RAW DATA:

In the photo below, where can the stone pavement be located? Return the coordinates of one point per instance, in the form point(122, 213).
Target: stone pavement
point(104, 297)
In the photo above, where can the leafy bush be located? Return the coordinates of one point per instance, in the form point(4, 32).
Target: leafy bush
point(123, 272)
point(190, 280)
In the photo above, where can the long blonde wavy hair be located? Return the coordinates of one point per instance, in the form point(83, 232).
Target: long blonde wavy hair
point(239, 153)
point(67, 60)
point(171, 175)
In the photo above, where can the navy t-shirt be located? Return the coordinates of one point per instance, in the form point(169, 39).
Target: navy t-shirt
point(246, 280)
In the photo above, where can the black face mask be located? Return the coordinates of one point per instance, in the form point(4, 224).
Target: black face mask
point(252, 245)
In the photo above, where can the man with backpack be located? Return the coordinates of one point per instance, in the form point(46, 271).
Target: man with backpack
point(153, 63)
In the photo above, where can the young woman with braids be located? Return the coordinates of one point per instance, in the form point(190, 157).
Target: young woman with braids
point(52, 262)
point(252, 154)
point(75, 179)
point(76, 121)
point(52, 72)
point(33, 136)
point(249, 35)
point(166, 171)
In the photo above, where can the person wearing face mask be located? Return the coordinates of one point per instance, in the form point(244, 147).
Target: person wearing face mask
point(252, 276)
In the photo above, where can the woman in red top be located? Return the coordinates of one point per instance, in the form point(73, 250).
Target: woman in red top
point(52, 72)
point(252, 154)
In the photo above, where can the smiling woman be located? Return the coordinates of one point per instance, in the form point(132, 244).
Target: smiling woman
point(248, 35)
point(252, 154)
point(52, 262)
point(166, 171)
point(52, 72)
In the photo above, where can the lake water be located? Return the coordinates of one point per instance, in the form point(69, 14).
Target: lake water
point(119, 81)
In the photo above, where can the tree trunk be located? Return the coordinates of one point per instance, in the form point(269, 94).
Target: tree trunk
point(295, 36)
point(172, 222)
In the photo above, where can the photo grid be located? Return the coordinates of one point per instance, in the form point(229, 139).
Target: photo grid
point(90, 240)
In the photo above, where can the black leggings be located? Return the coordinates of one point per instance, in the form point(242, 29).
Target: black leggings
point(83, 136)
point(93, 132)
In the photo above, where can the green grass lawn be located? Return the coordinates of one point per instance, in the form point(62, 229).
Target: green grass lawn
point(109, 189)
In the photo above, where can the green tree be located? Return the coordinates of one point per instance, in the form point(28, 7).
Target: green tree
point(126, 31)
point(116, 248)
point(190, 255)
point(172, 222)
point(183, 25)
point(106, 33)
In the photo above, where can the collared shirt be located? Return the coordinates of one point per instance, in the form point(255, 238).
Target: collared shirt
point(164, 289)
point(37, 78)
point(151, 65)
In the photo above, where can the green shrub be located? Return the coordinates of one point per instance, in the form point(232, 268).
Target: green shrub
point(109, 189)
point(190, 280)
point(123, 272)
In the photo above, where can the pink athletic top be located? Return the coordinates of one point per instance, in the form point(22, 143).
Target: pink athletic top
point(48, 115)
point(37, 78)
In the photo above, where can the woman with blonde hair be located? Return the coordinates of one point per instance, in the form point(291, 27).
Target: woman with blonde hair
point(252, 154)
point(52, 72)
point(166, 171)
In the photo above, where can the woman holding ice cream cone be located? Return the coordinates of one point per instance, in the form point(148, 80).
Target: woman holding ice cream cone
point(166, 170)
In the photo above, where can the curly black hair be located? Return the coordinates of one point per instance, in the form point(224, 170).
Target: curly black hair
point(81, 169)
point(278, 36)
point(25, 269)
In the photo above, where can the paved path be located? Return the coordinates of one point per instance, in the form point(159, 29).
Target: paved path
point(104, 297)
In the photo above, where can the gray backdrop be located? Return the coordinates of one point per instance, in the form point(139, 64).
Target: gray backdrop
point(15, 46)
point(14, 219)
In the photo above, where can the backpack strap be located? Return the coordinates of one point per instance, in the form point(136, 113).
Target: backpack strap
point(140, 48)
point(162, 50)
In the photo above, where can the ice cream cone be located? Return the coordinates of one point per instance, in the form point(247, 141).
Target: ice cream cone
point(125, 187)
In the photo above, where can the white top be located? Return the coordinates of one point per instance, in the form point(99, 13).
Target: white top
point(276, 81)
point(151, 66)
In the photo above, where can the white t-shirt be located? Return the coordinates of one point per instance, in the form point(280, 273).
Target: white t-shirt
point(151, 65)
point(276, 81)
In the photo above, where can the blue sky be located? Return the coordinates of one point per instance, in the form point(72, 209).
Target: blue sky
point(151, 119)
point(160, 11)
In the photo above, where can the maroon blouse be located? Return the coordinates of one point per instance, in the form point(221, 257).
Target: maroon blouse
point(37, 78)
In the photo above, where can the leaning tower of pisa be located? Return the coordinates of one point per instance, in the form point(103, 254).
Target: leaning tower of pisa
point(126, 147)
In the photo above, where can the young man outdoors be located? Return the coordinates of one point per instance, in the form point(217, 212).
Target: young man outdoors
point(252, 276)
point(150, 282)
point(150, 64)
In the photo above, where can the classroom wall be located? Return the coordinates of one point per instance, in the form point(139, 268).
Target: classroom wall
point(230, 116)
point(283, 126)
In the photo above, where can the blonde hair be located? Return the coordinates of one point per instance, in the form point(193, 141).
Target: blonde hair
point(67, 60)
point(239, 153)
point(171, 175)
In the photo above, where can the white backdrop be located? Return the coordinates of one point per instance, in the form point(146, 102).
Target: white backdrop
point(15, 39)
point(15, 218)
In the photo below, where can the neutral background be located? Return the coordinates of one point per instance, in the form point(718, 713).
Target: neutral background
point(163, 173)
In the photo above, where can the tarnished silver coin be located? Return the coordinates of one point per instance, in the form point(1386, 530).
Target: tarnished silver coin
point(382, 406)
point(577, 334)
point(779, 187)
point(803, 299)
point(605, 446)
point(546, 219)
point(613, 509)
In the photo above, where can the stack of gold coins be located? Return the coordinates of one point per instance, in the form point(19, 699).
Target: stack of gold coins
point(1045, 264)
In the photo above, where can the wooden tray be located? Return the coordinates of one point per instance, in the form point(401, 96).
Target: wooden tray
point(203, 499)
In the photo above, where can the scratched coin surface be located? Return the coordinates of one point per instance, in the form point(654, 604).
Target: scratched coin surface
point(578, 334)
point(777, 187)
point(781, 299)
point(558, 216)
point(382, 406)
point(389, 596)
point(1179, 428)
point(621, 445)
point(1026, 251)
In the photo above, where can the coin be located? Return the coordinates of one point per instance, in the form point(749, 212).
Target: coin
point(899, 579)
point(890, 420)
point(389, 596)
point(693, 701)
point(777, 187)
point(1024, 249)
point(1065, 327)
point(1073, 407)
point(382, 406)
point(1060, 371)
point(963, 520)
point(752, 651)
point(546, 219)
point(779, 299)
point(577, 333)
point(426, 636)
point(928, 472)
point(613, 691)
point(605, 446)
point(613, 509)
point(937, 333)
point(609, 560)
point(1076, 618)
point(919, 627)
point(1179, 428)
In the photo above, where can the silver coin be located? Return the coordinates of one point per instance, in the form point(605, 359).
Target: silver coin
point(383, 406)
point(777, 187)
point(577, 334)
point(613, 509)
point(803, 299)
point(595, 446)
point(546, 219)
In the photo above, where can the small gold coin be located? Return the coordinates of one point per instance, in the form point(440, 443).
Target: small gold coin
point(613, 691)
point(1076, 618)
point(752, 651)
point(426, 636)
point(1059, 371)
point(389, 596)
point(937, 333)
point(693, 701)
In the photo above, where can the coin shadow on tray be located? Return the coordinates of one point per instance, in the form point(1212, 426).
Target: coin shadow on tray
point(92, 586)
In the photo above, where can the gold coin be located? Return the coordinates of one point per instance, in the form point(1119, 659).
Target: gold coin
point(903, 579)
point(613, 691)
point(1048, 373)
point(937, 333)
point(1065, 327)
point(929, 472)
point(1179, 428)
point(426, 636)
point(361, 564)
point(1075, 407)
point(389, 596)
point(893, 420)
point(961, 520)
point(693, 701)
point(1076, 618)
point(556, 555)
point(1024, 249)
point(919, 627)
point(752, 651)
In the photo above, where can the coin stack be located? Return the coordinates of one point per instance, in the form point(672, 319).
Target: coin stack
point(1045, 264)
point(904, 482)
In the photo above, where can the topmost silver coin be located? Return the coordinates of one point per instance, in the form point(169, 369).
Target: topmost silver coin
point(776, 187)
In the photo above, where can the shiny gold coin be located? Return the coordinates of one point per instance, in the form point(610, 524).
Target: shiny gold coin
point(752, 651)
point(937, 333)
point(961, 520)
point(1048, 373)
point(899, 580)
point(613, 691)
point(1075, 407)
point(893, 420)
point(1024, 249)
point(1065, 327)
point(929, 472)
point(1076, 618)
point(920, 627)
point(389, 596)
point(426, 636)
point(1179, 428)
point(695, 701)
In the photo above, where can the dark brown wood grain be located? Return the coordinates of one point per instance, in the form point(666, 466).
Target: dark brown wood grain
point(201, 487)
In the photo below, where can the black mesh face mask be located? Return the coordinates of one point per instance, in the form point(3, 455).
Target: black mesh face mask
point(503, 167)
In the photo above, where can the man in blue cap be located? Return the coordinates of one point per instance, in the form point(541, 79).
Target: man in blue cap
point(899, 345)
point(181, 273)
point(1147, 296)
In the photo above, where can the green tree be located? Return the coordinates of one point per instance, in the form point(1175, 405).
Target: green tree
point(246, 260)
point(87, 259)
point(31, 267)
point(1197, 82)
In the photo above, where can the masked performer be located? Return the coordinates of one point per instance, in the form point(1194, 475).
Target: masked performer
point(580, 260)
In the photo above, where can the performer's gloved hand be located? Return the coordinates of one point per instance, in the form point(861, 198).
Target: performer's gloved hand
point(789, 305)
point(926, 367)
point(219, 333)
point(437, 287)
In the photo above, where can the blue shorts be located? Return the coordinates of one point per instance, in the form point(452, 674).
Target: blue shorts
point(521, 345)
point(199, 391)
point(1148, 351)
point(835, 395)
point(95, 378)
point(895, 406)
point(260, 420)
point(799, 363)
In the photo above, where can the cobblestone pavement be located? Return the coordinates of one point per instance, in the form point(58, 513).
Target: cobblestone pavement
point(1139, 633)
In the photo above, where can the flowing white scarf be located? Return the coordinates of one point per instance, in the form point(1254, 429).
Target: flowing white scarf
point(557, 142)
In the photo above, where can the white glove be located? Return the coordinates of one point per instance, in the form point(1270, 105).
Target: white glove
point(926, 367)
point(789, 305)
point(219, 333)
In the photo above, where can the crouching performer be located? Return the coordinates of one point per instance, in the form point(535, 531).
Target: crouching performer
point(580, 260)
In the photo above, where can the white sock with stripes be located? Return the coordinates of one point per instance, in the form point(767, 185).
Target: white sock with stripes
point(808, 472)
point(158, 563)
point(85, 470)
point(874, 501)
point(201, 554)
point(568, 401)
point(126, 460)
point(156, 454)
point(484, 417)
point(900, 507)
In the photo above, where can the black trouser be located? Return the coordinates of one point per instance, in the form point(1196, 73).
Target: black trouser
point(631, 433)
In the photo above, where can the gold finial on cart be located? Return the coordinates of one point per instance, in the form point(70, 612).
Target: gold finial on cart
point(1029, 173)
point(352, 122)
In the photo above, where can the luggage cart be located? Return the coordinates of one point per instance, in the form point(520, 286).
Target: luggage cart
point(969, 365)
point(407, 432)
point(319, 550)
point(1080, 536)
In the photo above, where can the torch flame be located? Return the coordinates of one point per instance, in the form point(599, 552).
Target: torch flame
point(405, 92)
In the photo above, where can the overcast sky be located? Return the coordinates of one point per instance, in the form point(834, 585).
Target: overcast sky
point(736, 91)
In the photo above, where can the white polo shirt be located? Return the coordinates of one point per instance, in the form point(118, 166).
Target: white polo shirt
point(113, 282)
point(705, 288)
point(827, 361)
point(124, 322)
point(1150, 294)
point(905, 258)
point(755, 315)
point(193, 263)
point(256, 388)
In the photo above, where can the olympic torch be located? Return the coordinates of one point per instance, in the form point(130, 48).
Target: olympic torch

TASK OBJECTIVE:
From the line holding "In the photo above, where can the black trouser" down to the final line above, quote every line exactly and only those lines.

ANSWER FOR THIS EXERCISE:
In the photo above, where can the black trouser be located? Return the coordinates of one point per instance, in the form point(1196, 73).
Target: black trouser
point(631, 433)
In the photo above, where can the gold finial on cart be located? Return the coordinates of one point per instance, in the form point(70, 612).
Target: gold finial on cart
point(1029, 173)
point(352, 122)
In the photo above, where can the luggage cart be located? Return the coordinates of one point per instance, in the form point(520, 286).
Target: luggage cart
point(969, 365)
point(407, 432)
point(319, 550)
point(1080, 536)
In the photo above, where can the torch flame be located? Return the coordinates of one point per instance, in the form point(599, 552).
Target: torch flame
point(405, 92)
In the photo above, where can the overcast sky be located? Return the coordinates of one point per instance, in the form point(834, 585).
Target: overcast sky
point(736, 91)
In the photo above, where can the white polo shirt be located? Return the coordinates of one point per instance, in the form point(118, 166).
Target: white polo shirt
point(113, 282)
point(705, 288)
point(827, 361)
point(124, 322)
point(1150, 294)
point(905, 258)
point(755, 315)
point(193, 263)
point(256, 388)
In the photo above, where can the olympic torch be located? Return the coordinates of one point per instance, in the form point(130, 48).
Target: olympic torch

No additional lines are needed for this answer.